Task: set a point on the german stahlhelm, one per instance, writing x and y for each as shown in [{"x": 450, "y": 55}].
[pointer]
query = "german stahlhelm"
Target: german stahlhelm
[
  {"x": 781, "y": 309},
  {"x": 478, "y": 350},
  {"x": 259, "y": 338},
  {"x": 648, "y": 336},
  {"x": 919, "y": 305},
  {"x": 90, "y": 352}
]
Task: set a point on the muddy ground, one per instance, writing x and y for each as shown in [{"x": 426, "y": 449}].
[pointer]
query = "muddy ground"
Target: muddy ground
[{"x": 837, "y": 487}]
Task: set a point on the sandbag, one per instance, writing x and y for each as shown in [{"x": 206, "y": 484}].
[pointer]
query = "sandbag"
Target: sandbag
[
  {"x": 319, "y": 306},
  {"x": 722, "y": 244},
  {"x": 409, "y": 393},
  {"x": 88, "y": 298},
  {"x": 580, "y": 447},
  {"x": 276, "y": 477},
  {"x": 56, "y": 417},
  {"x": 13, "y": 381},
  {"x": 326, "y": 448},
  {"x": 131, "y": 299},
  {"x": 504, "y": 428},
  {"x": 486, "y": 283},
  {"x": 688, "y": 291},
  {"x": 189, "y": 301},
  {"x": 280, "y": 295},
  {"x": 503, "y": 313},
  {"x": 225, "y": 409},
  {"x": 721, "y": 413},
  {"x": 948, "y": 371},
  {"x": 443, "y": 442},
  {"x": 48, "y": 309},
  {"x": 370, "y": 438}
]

## What is being asked
Of the entries above, tally the lines with "query" in them. Only the total should be given.

## Your response
3